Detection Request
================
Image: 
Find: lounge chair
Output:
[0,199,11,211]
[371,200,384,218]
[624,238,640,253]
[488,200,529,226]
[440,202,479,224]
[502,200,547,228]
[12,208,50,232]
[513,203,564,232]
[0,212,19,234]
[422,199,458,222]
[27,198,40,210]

___

■ **STATED EXERCISE**
Reproduce every line of the records above, requests included, and multiply each bounding-box coordinate in the answers by 2.4, rounding to whole numbers with halves rounded up.

■ **RESPONSE TO THIS EXERCISE**
Detection Request
================
Image: 
Find: lounge chair
Output:
[0,478,26,506]
[890,480,922,523]
[1498,571,1536,607]
[1171,480,1270,542]
[1056,485,1150,538]
[1205,480,1313,547]
[29,499,120,557]
[1231,487,1354,557]
[0,509,46,562]
[1013,478,1099,533]
[65,475,96,504]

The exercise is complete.